Here are a few tips designed to help you avoid sunburns and what to do if you get one:
- Use a good sunscreen, with a minimum SPF of 15 for adults, 25 for adolescents and 30 for younger children.
- Keep babies out of direct sun. Some sunscreens can be absorbed through babies skin, and should not be used. Also, babies are in grave danger of overheating. Because they are so small, they cannot cope with extremes of temperature.
- Drink plenty of water. Water is superior to almost all other liquids when out in the sun. Pop and other sugary drinks actually can make you thirstier, and alcoholic beverages act like a diuretic and dehydrate you.
- Limit your time in the sun. Go easy at first. A good idea is to avoid direct exposion during high noon, from 10:00AM to 16:00PM, especially in June, July and August when the sun is very hot. If you choose to go to the beach during high noon, make it as short as possible, or make sure you are constantly under the shadow of an umbrella.

########################################

» **Work item**:
Rewrite the sunburn tips from "Here are a few" to "and dehydrate you.", replacing "babies" with "infants".

» **Input data**:
########################################

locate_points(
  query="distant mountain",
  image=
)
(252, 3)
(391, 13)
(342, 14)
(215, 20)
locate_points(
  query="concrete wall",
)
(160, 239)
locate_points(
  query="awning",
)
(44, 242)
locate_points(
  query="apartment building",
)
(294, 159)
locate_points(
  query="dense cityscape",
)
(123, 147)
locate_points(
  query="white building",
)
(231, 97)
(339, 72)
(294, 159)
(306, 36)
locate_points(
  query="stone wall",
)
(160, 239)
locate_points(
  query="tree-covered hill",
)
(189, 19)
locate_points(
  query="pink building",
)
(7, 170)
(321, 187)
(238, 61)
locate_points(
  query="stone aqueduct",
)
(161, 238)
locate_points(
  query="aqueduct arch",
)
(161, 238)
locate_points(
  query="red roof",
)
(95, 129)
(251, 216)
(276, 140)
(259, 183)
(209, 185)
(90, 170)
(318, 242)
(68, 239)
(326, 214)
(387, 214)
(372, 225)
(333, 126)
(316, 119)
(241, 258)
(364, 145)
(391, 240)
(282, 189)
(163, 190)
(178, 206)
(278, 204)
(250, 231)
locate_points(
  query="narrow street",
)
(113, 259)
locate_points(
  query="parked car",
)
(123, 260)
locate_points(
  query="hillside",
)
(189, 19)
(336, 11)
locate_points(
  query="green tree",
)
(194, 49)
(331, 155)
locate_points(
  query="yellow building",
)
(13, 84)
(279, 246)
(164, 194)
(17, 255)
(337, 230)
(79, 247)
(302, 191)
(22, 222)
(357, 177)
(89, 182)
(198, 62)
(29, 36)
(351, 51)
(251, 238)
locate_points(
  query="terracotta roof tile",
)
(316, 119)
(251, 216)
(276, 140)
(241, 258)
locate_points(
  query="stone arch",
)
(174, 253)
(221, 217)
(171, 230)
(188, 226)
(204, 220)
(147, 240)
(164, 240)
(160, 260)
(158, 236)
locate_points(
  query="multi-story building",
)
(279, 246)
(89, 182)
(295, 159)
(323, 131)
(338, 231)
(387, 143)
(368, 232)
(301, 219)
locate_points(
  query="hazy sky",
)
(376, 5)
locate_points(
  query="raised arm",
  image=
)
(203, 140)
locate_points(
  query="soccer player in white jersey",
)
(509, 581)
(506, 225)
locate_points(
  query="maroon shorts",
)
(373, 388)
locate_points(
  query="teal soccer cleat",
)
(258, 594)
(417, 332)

########################################

» **Answer to this task**:
Here are a few tips designed to help you avoid sunburns and what to do if you get one:
- Use a good sunscreen, with a minimum SPF of 15 for adults, 25 for adolescents and 30 for younger children.
- Keep infants out of direct sun. Some sunscreens can be absorbed through infants skin, and should not be used. Also, infants are in grave danger of overheating. Because they are so small, they cannot cope with extremes of temperature.
- Drink plenty of water. Water is superior to almost all other liquids when out in the sun. Pop and other sugary drinks actually can make you thirstier, and alcoholic beverages act like a diuretic and dehydrate you.